## Document excerpt
###

RNS Number:0793B
Newport Networks Group PLC
30 July 2007
30 July 2007
Newport Networks Group PLC ("Company")
Interim Results for the 6 Months to 30 June 2007
Summary
* Proposed Placing with existing investors to raise #6m (gross)
* Loss after tax in the 6 months #3.96m (2006 : #6.89m)
* Product portfolio extended with smaller products
* 310 Session Border Controller launched
* Partnership agreement with UTStarcom recently announced
* Agreements now in place with four major NEVs
Commenting on the outlook Sir Terry Matthews, Chairman, said "The Directors
believe that Newport is able to achieve significant revenues and ongoing
business growth from an increased product range with more channels to market and
with good market timing for NGN technology deployment".
For further information please visit www.newport-networks.com or contact:
John Everard, Chief Executive
John Ackroyd, Finance Director
Newport Networks Group PLC
Tel: 01291 435700
Chairman's Report for Newport Networks Group PLC ("Newport" or the "Company")

###

Excerpts of labeled region data:
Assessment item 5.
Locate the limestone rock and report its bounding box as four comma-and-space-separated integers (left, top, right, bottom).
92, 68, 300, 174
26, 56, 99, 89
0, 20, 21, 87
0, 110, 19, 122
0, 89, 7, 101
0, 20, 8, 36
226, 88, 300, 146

###

## Written request 1
Answer these questions using the interim results announcement:
(a) Which company is named in the recently announced partnership agreement?
(b) Who is listed as Finance Director?
(c) With how many major NEVs does the company now have agreements?
## Written request 2
For each statement, say whether it agrees with the interim results announcement, and quote the words that decide it.
(a) The proposed placing is with new investors.
(b) Sir Terry Matthews is the Chairman.
(c) The interim results cover a period of twelve months.

## Finished answer 1
(a) UTStarcom
(b) John Ackroyd
(c) Four

## Finished answer 2
(a) No: "Proposed Placing with existing investors"
(b) Yes: "Sir Terry Matthews, Chairman"
(c) No: "Interim Results for the 6 Months to 30 June 2007"